WHAT YOU SHOULD DO
Copy from the interview text, word for word, the passage between "Bob: In addition" and "to hear it!", inclusive.

TEXT
········

AFG: So you had a day job but you continued with music as well, didn't you?

Bob: I never stopped music - writing, recording, performing for friends and relatives. Shortly after college I got a song played on the Dr. Demento show. In 1970 I made a decision to save all my home demo tapes, and I have kept and digitized everything I have ever recorded from that point on. The best way to save old tapes, is to combine them into albums, creating artwork for them, and writing down recording information. Those tend to get preserved longer than a bunch of loose tapes sitting in cardboard boxes. I've got a complete set of albums, about one a year, for 37 years! I still have the 1974 tape with Dr. Demento announcing me on the radio. In 1995, I met Tami Michelle, who was running a Pro Singer-Songwriter showcase at a local Redondo Beach restaurant. After she heard my audition tape, she encouraged me tremendously. She helped me hone my act; she's been my teacher, mentor, and collaborator since the day we met. Together and separately we’ve played coffee houses, restaurants, and festivals. I've written about a dozen new fingerstyle instrumentals that would make a great CD, but I first decided to record all my funny sarcastic songs. I've always liked songs with a bit of wit in them, or some sort of sarcasm. When I was a kid I loved the Chipmunks and songs like "Mother In Law," "Who Put the Bomp?", "Itsy Bitsy Teeny Weenie Yellow Polka-Dot Bikini," and The Coasters' "Little Egypt." The ironic thing is that Tami has helped me write my sarcastic songs, and although she never uses humor in her own songs, some of the funniest lines in my songs were written by her! I've been updating my home recording facilities over the years - in the 60's through the 80's it was reel-to-reel, in the 90's ADAT, and since 2001 I've been recording on the computer using Digital Performer, and getting very professional results. I’ve been giving people a “sneak preview” CD ROM of some of the songs, but since completing the entire album I had it professionally mastered by Rich Wenzel at Ardent Audio Productions in Torrance, CA. It will be out soon.

AFG: So how come you’re now playing mostly jazz lead guitar at your gigs?

Bob: Tami got me interested in jazz again, something I had pretty much let go after high school. The computer backing tracks we started using on gigs made playing jazz guitar at lot more practical, and the audiences at our shows really responded positively. We toyed with the idea of both of us taking jazz guitar lessons back-to-back, so we started taking from AFG musical director David Oakes. We both improved our playing quite a bit, and I learned a bunch of new tunes when I got a weekly solo jazz guitar gig at the Golden Lotus restaurant in Palos Verdes. Our jazz saxophone friend Doc Doolittle (the "official AFG sax player") has helped me with jazz feeling and choice of notes in a series of lessons with him. Finally, last year we took some additional lessons from jazz guitarist Barry Zweig. There's nothing more rewarding than working hard and long on learning a jazz tune, and then being able to go out and gig with it. The pop tunes seem so easy by comparison, and there's no limit to how much there is to learn - just listen to the real jazz guitar greats and be humbled!

AFG: Have you recorded any of your jazz tunes?

Bob: In addition to a CD recorded live at the Golden Lotus, I have just finished recording an entire album of instrumental jazz guitar duets with special guest players from the AFG. I've got Ric Rickard on "Moonlight in Vermont," David Oakes on "Misty" and "Autumn Leaves." Andres Carrasco joins me on "Blue Bossa," and Tami Michelle on "Corcovado." Doc Doolittle plays alto sax on many of the tunes. I can't wait for the AFG members to hear it!

········

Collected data
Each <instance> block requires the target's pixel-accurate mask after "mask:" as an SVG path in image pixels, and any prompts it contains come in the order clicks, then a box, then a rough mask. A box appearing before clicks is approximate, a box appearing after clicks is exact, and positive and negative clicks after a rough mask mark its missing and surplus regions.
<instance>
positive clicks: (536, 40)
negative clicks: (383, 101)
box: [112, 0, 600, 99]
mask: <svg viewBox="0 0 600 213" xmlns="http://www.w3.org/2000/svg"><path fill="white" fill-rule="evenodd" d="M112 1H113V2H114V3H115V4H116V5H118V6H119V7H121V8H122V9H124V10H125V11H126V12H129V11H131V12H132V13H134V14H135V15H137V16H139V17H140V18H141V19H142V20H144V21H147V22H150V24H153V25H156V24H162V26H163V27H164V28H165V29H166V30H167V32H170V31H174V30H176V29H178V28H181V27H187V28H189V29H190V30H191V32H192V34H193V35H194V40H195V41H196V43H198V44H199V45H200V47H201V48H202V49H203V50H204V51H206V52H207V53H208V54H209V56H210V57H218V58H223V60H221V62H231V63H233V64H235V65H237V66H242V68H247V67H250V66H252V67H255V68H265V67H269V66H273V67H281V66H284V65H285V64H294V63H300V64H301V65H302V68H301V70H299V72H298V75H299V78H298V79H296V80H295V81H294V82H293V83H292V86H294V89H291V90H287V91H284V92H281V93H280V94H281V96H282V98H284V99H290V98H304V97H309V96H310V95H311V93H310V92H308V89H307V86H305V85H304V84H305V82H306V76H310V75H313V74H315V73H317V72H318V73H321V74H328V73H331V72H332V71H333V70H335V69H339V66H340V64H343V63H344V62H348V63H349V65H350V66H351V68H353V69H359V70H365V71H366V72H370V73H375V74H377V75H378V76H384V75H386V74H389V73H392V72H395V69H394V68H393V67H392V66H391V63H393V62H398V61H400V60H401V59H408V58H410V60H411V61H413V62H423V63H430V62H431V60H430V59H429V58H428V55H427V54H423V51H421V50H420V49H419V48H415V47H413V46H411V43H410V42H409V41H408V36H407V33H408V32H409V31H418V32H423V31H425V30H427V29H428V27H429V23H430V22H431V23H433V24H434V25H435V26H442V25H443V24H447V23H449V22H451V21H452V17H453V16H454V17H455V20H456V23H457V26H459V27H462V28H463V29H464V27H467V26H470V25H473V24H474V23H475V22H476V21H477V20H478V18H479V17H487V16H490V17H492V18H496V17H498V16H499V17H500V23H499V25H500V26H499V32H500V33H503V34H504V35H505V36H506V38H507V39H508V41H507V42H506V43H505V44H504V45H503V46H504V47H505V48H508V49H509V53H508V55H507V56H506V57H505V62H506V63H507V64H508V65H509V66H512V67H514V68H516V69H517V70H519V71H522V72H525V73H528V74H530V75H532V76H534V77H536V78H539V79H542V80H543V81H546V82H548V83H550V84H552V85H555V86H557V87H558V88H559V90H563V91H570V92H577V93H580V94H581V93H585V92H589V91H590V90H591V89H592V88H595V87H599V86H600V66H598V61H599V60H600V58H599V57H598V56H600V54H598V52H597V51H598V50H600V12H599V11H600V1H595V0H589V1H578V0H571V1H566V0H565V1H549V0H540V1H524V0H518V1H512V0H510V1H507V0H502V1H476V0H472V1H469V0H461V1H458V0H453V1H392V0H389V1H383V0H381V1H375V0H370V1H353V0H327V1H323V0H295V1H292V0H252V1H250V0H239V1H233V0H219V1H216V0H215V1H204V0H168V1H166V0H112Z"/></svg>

········

THE ANSWER
Bob: In addition to a CD recorded live at the Golden Lotus, I have just finished recording an entire album of instrumental jazz guitar duets with special guest players from the AFG. I've got Ric Rickard on "Moonlight in Vermont," David Oakes on "Misty" and "Autumn Leaves." Andres Carrasco joins me on "Blue Bossa," and Tami Michelle on "Corcovado." Doc Doolittle plays alto sax on many of the tunes. I can't wait for the AFG members to hear it!